PROBLEM TO WORK ON ::
According to the project summary on maize and nitrogen-fixing bacteria below, how many representatives of maize genetic diversity will be studied, and from which regions?

EXCERPTED TEXT ::
*** Block opens ***

Maize farming requires high amounts of N fertilizer, with adverse environmental effects and insufficient agronomic sustainability. Certain maize genotypes can be colonized endophytically by atmospheric nitrogen (N2)-fixing bacteria, but the agronomic potential of endophytic N2-fixation is not fully exploited. Our hypothesis is that a scientific understanding of the mechanisms controlling these endophytic N2-fixing associations combined with an assessment of maize genetic diversity and specificity with regards to this interaction could be useful to optimize endophytic N2-fixation and exploit it in agriculture. The aim of the project is thus to better understand the interactions between bacterial endophytes fixing N2 and maize, in order to identify and select maize genotypes that will be able to use the fixed N more efficiently and thus will be less dependent on mineral N fertilization. This will be achieved by developing a multidisciplinary approach integrating molecular physiology, the assessment of whole-plant N responses to the endophytic interaction, molecular plant-microbe ecology and agronomy. We will characterize both at the physiological and molecular levels the atmospheric N2-fixing endophytic interaction using a large-scale integrated transcriptomic, proteomic and metabolomic approach implemented with two established Herbaspirillum and Azospirillum models of N2-fixing endophytic bacteria and 19 representatives of European and American maize genetic diversity. This will allow identifying the genetic and physiological determinants required for an efficient N2-fixing endophytic association. Such study, combined to a genome-scale metabolic modelling approach, will then help obtaining an integrated view on the plant’s response to the endophytic interaction and on its adaptation to temperate climatic conditions.

*** Block closes ***

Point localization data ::
*** Block opens ***

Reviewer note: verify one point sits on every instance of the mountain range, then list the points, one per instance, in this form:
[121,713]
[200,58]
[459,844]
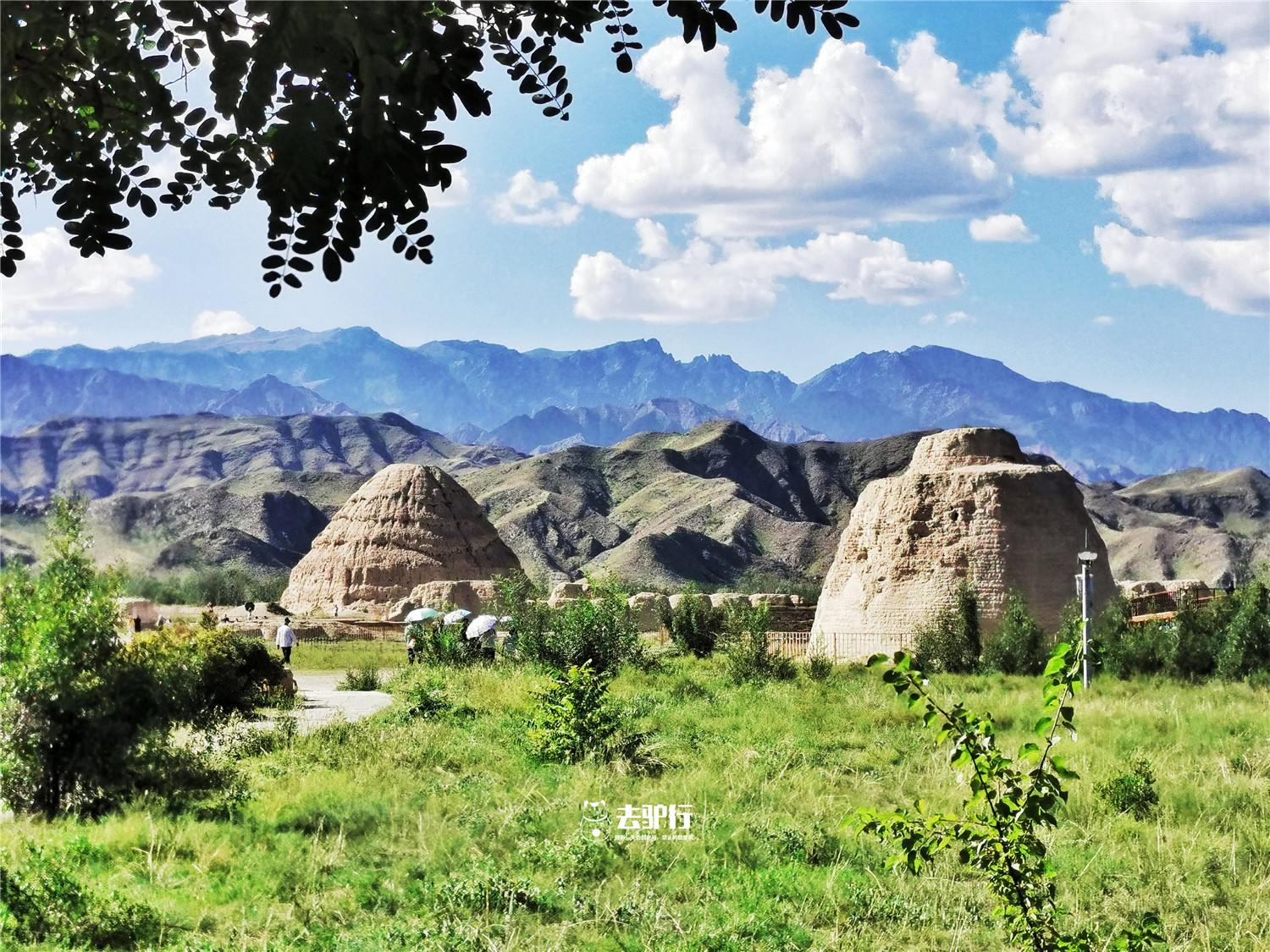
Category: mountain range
[710,505]
[540,399]
[32,393]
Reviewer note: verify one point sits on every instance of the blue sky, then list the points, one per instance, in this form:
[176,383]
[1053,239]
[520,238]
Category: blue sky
[794,202]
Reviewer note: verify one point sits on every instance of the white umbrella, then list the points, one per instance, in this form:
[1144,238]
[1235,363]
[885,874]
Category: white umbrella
[482,625]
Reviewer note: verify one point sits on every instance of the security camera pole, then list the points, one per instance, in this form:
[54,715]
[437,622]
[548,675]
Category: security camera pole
[1084,584]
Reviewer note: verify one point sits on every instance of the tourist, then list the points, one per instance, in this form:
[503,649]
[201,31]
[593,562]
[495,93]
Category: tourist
[286,639]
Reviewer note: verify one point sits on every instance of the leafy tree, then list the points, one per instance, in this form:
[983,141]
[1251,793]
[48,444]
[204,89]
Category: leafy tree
[328,112]
[1011,802]
[693,625]
[1019,645]
[88,720]
[950,641]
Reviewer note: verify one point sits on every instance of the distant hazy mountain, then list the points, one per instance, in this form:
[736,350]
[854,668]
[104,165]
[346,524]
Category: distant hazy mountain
[99,457]
[478,386]
[32,393]
[555,428]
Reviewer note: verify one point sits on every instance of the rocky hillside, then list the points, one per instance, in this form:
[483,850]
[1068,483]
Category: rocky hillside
[1193,525]
[709,505]
[157,454]
[706,505]
[451,385]
[559,428]
[32,393]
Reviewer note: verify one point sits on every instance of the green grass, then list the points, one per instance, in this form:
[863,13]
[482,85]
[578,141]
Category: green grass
[442,833]
[342,655]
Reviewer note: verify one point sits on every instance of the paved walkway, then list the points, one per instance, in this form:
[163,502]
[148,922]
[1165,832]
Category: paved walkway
[323,703]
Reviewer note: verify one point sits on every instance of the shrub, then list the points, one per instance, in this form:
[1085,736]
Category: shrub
[366,678]
[419,692]
[950,640]
[1020,644]
[749,655]
[599,631]
[820,668]
[216,584]
[1132,792]
[574,718]
[43,901]
[693,625]
[1245,652]
[89,721]
[1125,650]
[444,644]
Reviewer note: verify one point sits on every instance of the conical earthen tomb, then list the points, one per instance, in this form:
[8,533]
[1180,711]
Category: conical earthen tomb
[404,527]
[969,505]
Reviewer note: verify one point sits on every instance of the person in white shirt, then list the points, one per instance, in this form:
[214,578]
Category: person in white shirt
[286,639]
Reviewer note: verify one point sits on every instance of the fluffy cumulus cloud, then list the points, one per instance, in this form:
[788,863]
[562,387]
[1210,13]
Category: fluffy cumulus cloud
[531,202]
[213,322]
[55,278]
[457,195]
[846,142]
[739,279]
[1001,228]
[1168,107]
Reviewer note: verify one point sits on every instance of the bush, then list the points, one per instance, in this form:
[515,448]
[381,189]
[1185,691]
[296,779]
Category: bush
[366,678]
[576,720]
[419,692]
[215,584]
[91,721]
[599,631]
[749,655]
[1245,650]
[693,625]
[950,640]
[1020,645]
[444,644]
[1133,792]
[43,901]
[820,668]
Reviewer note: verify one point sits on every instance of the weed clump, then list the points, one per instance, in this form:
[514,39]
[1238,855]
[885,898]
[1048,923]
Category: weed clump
[1132,792]
[365,678]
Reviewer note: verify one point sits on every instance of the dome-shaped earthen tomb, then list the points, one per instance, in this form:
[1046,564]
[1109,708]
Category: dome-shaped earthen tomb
[406,526]
[969,505]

*** Block closes ***

FINAL ANSWER ::
Nineteen representatives of European and American maize genetic diversity.